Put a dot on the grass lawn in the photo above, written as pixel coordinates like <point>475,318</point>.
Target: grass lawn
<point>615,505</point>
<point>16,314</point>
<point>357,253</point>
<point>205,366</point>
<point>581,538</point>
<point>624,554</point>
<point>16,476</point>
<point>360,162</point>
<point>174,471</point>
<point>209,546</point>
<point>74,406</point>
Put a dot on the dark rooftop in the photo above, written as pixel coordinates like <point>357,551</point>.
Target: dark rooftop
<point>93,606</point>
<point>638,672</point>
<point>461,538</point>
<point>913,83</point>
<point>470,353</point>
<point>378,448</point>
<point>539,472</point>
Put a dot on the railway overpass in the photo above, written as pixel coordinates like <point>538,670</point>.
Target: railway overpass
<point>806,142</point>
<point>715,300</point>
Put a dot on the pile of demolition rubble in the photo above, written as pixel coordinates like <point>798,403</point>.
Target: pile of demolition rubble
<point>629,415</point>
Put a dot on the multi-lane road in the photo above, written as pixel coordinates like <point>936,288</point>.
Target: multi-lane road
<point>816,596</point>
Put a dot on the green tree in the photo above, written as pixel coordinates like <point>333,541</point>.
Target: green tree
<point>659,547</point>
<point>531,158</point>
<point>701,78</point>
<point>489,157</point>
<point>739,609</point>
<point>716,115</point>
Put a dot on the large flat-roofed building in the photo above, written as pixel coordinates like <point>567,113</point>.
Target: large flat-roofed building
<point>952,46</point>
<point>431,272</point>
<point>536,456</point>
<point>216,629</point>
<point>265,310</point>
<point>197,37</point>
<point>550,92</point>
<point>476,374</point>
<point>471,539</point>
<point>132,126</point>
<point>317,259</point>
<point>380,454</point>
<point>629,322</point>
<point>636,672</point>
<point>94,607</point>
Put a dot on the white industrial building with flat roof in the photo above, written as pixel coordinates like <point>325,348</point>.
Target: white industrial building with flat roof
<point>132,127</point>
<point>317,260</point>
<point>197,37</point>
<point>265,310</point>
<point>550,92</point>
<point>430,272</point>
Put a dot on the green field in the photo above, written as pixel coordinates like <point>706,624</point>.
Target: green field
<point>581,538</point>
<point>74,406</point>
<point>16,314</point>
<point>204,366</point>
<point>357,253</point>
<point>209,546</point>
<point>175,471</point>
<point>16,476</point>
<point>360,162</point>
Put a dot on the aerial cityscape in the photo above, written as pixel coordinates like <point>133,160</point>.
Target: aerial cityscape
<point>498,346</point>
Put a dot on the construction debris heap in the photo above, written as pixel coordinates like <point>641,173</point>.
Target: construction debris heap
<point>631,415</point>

__________________________________________________

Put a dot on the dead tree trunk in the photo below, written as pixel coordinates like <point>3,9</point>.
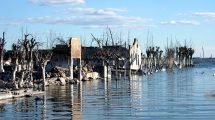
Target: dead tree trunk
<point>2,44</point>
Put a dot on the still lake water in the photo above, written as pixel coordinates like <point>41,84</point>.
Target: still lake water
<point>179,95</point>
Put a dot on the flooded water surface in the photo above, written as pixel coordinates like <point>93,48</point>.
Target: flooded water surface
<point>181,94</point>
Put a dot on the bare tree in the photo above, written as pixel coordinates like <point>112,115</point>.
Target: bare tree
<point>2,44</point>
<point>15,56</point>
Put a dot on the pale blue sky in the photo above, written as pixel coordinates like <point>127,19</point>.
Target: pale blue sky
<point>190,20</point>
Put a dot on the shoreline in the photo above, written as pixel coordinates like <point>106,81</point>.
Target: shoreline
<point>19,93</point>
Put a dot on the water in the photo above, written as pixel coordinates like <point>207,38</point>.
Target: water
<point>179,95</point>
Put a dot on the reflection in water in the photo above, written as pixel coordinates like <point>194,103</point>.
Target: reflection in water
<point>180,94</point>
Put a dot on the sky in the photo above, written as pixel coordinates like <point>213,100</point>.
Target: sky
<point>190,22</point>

__________________________________________________

■ **Aim of the exercise**:
Starting at the line that contains "Put a dot on the railway" and stopping after the line that contains "<point>716,115</point>", rewrite those lines as a numbered list with blank lines left out.

■ **Result for this task**:
1. Put a dot on the railway overpass in the photo above, written as pixel coordinates like <point>538,670</point>.
2. Target: railway overpass
3. <point>806,142</point>
4. <point>715,300</point>
5. Put a dot on the pile of demolition rubble in the photo above, written as pixel coordinates like <point>798,403</point>.
6. Target: pile of demolition rubble
7. <point>629,415</point>
8. Put a dot on the multi-lane road in the photo above, written as pixel coordinates like <point>936,288</point>.
9. Target: multi-lane road
10. <point>816,596</point>
11. Put a dot on the green tree in the photo above, written as pixel coordinates like <point>333,541</point>.
12. Target: green tree
13. <point>659,547</point>
14. <point>531,158</point>
15. <point>701,78</point>
16. <point>489,157</point>
17. <point>739,609</point>
18. <point>716,115</point>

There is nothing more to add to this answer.